[Dataset items]
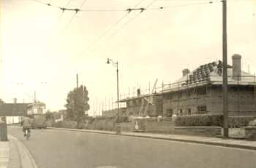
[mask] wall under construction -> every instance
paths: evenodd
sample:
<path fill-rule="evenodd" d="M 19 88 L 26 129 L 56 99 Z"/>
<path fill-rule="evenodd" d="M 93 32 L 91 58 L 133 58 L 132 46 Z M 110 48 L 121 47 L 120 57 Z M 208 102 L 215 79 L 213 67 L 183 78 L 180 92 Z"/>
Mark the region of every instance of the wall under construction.
<path fill-rule="evenodd" d="M 163 94 L 163 115 L 222 113 L 222 85 L 196 87 Z M 228 111 L 230 116 L 256 115 L 255 87 L 229 85 Z"/>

### WHAT THE TASK REQUIRES
Could you repeat the material above line for line, with no changes, and leave out the pictures?

### FULL ANSWER
[mask] wall under construction -> every instance
paths: evenodd
sample:
<path fill-rule="evenodd" d="M 19 88 L 26 129 L 56 99 Z"/>
<path fill-rule="evenodd" d="M 93 32 L 91 58 L 133 58 L 132 46 Z M 110 48 L 121 47 L 120 57 Z M 208 102 L 215 79 L 213 67 L 183 78 L 180 92 Z"/>
Mark the region of every instance of the wall under construction.
<path fill-rule="evenodd" d="M 163 94 L 163 115 L 222 113 L 222 85 L 196 87 Z M 228 111 L 230 116 L 256 115 L 255 87 L 229 85 Z"/>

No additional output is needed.